Exercise description
Render the lines below as a JSON array of strings, with one string per line and blank lines left out.

Detection examples
::::
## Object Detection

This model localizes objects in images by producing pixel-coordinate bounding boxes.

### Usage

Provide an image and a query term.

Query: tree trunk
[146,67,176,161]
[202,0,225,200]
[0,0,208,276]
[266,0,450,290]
::::
Result below
[
  "## Object Detection",
  "This model localizes objects in images by producing pixel-coordinate bounding boxes.",
  "### Usage",
  "Provide an image and a query term.",
  "Query: tree trunk",
  "[146,67,176,161]",
  "[202,0,225,200]",
  "[0,0,208,276]",
  "[266,0,450,290]"
]